-- PROVIDED PASSAGE --

What about teenage births?
The number of teen births has plunged, from 41.5 children per 1,000 women in 2007 to 17.4 per 1,000 women in 2018. Studies have attributed this rapid decline to improved access to birth control — especially highly effective means such as the pill, IUDs, and implants. "The Medicaid expansion and keeping young people on their parents' insurance has really been important for young people to access contraception," said Elise Berlan of the Young Women's Contraceptive Services Program at the Nationwide Children's Hospital.
Did the pandemic affect births?
It is apparently causing a "baby bust." Researchers Melissa S. Kearney and Phillip B. Levine estimate that the pandemic will result in 300,000 to 500,000 fewer babies born in the U.S. Lockdowns and fear kept young people from meeting and marrying, and the economic hardship discouraged many young couples from having kids. Among the 32 states that had annual data available, there were about 95,000 fewer births in 2020 compared with the year prior, a decline of roughly 4.4 percent. Meanwhile, a Guttmacher Institute survey showed that as a result of the pandemic, 34 percent of American women have either put off plans to have children or reduced the number they expect to have. There may be a rebound when the pandemic ends, but Guttmacher research scientist Laura Lindberg said the shock and chronic uncertainty of the last year will linger. "Until people feel more confident about the economy and the state of the world," she said, "concerns about having children are going to continue."

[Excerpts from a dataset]
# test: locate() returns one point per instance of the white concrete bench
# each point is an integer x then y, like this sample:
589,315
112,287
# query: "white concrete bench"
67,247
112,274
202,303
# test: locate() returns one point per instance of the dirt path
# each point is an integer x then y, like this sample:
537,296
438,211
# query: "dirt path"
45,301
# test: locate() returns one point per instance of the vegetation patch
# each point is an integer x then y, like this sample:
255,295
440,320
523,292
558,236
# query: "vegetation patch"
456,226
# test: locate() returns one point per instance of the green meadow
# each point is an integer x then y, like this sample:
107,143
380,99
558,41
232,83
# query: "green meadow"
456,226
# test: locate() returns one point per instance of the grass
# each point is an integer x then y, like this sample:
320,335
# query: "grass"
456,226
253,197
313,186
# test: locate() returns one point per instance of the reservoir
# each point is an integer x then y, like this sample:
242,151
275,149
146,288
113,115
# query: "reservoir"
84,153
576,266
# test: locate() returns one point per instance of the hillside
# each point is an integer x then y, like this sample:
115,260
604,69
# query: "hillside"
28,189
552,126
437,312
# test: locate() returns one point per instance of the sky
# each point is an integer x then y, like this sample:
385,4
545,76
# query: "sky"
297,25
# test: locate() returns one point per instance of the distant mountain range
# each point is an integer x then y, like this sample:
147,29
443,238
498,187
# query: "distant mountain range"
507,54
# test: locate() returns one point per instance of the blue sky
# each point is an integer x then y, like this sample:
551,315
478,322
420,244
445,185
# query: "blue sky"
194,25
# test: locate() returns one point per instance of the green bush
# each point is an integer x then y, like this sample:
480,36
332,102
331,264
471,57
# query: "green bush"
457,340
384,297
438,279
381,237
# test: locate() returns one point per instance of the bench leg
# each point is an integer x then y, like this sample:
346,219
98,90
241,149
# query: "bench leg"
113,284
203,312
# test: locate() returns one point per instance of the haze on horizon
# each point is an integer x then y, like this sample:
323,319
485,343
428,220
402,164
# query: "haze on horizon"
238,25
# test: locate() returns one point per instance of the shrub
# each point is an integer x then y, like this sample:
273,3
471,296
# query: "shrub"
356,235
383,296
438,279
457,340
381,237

-- ABOUT THIS TASK --
Go on with the passage on U.S. birth rates, starting right after its final sentence. The records have no connection to the text about U.S. birth trends.

-- OUTPUT FOR THIS EXERCISE --
Government childbirth programs
Nearly 30 percent of the world's countries have officially adopted pro-natalist policies to encourage their citizens to have kids. Hungary, which saw its fertility rate reach an all-time low of 1.23 in 2011, is spending 5 percent of GDP on policies such as free treatment cycles at nationalized IVF clinics for women under 40, upfront loans to newlyweds that can be written off with each birth, and even a lifetime exclusion from income tax for moms with three or more kids. Poland is giving moms about $140 per child per month; Russia is giving parents with two or more children one-off payments of about $8,100; and South Korea has spent $130 billion on a similar program since 2006. Evidence suggests, however, that these payments produce mostly short-term gains in fertility: Women have children earlier, but not more of them. In Alaska, where residents' share of oil revenues is based on the number of kids they have, the long-term gains in fertility were negligible. "Single policy measures are unlikely to increase fertility," said researchers from the Wittgenstein Centre, a Vienna-based group that studies population dynamics. High-quality public day care, research shows, is the only policy that leads to significant increases in the number of babies women choose to have.